[start of DATASET]

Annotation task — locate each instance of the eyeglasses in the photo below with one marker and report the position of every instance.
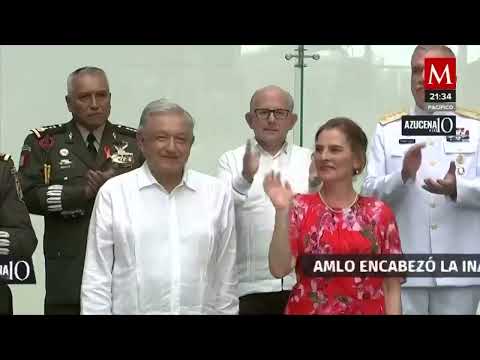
(279, 114)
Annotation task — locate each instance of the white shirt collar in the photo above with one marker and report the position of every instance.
(146, 178)
(285, 149)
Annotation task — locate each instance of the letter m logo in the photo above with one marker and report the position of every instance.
(440, 74)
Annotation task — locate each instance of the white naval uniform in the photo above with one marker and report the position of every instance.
(431, 223)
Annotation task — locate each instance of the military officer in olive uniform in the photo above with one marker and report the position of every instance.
(17, 238)
(62, 167)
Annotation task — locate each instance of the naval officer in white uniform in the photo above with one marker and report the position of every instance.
(433, 186)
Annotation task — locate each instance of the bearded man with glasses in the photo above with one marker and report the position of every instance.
(271, 117)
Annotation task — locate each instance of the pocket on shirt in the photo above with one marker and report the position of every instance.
(464, 156)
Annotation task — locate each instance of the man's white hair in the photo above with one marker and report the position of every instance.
(163, 106)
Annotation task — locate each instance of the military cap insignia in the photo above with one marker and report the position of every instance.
(391, 117)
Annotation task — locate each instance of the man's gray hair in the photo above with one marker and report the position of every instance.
(286, 94)
(90, 70)
(163, 106)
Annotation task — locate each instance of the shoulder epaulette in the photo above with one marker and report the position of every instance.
(126, 130)
(390, 117)
(5, 157)
(472, 114)
(49, 129)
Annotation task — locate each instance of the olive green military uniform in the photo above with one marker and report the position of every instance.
(53, 168)
(15, 220)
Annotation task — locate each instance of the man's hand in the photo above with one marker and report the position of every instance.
(4, 243)
(412, 161)
(95, 179)
(251, 162)
(447, 186)
(279, 194)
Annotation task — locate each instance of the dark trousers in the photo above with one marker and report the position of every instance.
(62, 309)
(272, 303)
(6, 303)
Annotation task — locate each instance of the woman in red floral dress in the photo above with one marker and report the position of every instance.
(336, 220)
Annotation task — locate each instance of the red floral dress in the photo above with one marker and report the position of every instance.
(368, 227)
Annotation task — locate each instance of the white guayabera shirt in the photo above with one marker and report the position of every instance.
(151, 252)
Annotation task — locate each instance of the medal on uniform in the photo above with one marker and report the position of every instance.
(46, 142)
(47, 170)
(18, 186)
(107, 151)
(122, 158)
(65, 163)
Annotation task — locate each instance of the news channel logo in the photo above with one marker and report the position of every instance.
(428, 125)
(440, 84)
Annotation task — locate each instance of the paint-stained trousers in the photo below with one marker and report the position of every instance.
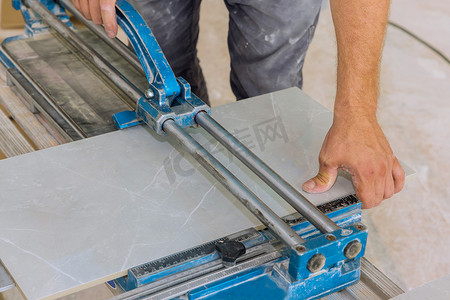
(267, 41)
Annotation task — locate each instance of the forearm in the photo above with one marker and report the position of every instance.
(360, 28)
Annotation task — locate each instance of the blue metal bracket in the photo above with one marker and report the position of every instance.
(331, 246)
(168, 97)
(33, 22)
(285, 277)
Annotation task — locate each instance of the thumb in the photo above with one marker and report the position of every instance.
(322, 182)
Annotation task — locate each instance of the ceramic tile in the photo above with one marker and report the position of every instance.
(85, 212)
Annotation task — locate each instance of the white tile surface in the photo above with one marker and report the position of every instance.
(89, 210)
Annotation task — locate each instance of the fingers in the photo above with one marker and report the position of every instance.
(99, 11)
(94, 7)
(76, 3)
(108, 12)
(84, 8)
(384, 186)
(398, 175)
(322, 182)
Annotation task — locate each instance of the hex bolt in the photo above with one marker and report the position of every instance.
(316, 263)
(331, 237)
(352, 249)
(359, 227)
(149, 93)
(300, 248)
(345, 232)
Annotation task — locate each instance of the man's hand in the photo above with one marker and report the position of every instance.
(100, 12)
(355, 141)
(356, 144)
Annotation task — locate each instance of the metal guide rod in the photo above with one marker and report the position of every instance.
(269, 176)
(279, 185)
(234, 185)
(85, 50)
(120, 48)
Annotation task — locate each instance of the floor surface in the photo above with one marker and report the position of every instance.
(409, 234)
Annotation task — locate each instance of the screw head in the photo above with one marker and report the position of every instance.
(149, 93)
(331, 237)
(359, 227)
(352, 249)
(316, 263)
(300, 248)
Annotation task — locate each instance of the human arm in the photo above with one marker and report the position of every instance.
(355, 141)
(100, 12)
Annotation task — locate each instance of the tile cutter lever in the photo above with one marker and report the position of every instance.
(322, 263)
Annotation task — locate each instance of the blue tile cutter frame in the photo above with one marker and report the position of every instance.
(310, 259)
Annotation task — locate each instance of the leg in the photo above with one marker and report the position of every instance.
(175, 26)
(268, 42)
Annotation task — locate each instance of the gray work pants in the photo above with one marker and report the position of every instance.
(267, 40)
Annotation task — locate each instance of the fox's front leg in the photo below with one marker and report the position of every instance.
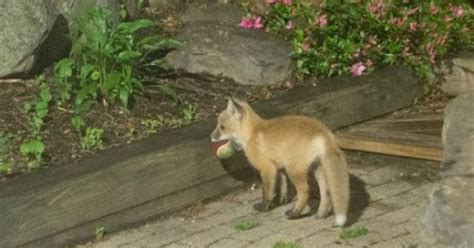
(268, 175)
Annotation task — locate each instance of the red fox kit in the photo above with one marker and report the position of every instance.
(292, 143)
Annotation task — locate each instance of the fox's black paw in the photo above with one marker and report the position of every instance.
(292, 215)
(264, 206)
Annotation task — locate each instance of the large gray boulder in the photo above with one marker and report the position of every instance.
(24, 26)
(449, 217)
(216, 45)
(58, 43)
(71, 8)
(457, 74)
(35, 33)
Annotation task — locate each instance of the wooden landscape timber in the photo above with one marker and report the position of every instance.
(134, 183)
(415, 136)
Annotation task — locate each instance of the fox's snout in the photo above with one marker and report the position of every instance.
(215, 135)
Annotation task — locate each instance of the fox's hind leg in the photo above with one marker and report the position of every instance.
(268, 175)
(325, 205)
(299, 178)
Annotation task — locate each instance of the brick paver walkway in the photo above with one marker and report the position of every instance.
(398, 189)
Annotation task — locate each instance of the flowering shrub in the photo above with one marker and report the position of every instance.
(331, 37)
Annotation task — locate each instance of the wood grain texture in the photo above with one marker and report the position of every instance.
(417, 136)
(126, 185)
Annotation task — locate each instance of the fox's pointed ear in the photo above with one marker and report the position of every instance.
(234, 108)
(240, 96)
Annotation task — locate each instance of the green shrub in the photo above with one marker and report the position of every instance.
(105, 59)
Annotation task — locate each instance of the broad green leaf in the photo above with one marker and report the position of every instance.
(34, 146)
(45, 95)
(124, 95)
(63, 68)
(95, 75)
(113, 80)
(86, 70)
(131, 27)
(129, 54)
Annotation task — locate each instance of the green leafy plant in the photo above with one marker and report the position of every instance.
(105, 59)
(92, 139)
(245, 225)
(352, 232)
(354, 37)
(99, 232)
(284, 244)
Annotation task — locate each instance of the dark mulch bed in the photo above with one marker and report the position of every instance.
(206, 95)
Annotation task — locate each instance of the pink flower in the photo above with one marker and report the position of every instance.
(413, 26)
(246, 22)
(434, 8)
(356, 53)
(357, 69)
(377, 7)
(372, 41)
(306, 45)
(412, 11)
(432, 52)
(398, 21)
(251, 22)
(257, 22)
(406, 51)
(448, 19)
(323, 21)
(369, 63)
(457, 11)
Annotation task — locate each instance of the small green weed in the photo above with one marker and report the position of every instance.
(99, 232)
(284, 244)
(352, 232)
(151, 125)
(245, 225)
(34, 149)
(37, 109)
(92, 139)
(78, 122)
(189, 112)
(5, 166)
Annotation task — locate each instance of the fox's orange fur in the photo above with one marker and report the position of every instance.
(292, 143)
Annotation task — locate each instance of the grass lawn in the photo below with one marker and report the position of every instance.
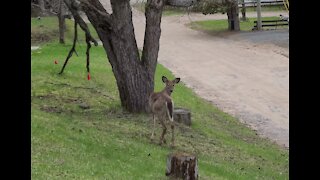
(216, 26)
(105, 142)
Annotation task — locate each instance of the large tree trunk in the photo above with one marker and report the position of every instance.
(233, 17)
(243, 11)
(134, 76)
(62, 21)
(42, 7)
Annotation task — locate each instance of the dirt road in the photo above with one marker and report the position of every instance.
(246, 79)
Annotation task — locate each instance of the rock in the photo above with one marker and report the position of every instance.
(182, 165)
(84, 106)
(182, 115)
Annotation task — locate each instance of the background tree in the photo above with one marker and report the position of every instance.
(134, 75)
(222, 6)
(243, 11)
(57, 8)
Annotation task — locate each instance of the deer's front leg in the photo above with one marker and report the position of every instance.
(164, 130)
(172, 138)
(154, 126)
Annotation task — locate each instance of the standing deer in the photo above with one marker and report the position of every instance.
(161, 105)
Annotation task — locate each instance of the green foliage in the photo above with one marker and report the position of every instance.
(105, 142)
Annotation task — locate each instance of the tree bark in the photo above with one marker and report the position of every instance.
(134, 76)
(62, 22)
(182, 115)
(233, 17)
(243, 11)
(182, 165)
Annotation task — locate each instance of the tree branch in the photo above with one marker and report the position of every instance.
(73, 7)
(73, 49)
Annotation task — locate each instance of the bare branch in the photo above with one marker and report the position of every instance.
(73, 49)
(73, 7)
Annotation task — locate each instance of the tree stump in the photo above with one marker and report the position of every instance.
(182, 115)
(182, 165)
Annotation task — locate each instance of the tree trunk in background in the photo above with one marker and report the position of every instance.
(62, 21)
(243, 11)
(134, 76)
(42, 7)
(233, 17)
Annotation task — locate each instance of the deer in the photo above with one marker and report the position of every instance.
(161, 105)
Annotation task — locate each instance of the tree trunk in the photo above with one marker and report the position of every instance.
(233, 17)
(243, 11)
(62, 22)
(42, 7)
(134, 76)
(182, 165)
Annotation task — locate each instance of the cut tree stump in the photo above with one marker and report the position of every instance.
(182, 115)
(182, 165)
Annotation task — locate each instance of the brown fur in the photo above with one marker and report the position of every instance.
(161, 105)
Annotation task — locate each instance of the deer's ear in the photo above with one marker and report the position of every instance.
(177, 80)
(164, 79)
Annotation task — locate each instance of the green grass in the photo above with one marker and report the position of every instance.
(106, 142)
(47, 30)
(216, 26)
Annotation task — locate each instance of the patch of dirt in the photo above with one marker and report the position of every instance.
(248, 80)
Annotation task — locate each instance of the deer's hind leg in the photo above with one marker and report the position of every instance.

[end of DATASET]

PROBLEM TO SOLVE ▸ Change "one marker" to "a single point" throughout everything from the line containing "Annotation task — locate each instance of the tree stump" down to the last line, keeping all else the same. Return only those lines.

OUTPUT FOR THIS TASK ▸
Annotation task — locate each instance of the tree stump in the photo above with a single point and report the position of every instance.
(182, 115)
(182, 165)
Annotation task — locate each instance of the tree trunk in background in the photo above with a single point and report the position of every instance.
(62, 21)
(243, 11)
(134, 76)
(42, 7)
(233, 17)
Annotation task — locate each instance of the deer in the photo above with a single point and report the position of every instance.
(161, 105)
Annotation task — locate each instance of the tree trunk in the photo above with a single point and report the position of every instance.
(233, 17)
(243, 11)
(62, 22)
(42, 7)
(134, 76)
(182, 165)
Annotation task — locate each instance of the cut tree stump in the photo above with a single point and report the position of every instance.
(182, 115)
(182, 165)
Annotation task — locate each instance of the brown fur in the photo above with a single point and report the position of every instance.
(161, 105)
Annotation task — locate each instance of the deer's ear in the photo above with a single point and report the position of every instance.
(177, 80)
(164, 79)
Annotation task — locate each instance of the green grass in the photo above with a single point and report the position of every instance.
(106, 142)
(47, 30)
(216, 26)
Annotation task — locate each instance of the patch of dirt in the photo above with a single point and report the position of every instance.
(248, 80)
Annotation task — locate each instance of the deer's hind leg in the photo above with a single point and report the position of every instance.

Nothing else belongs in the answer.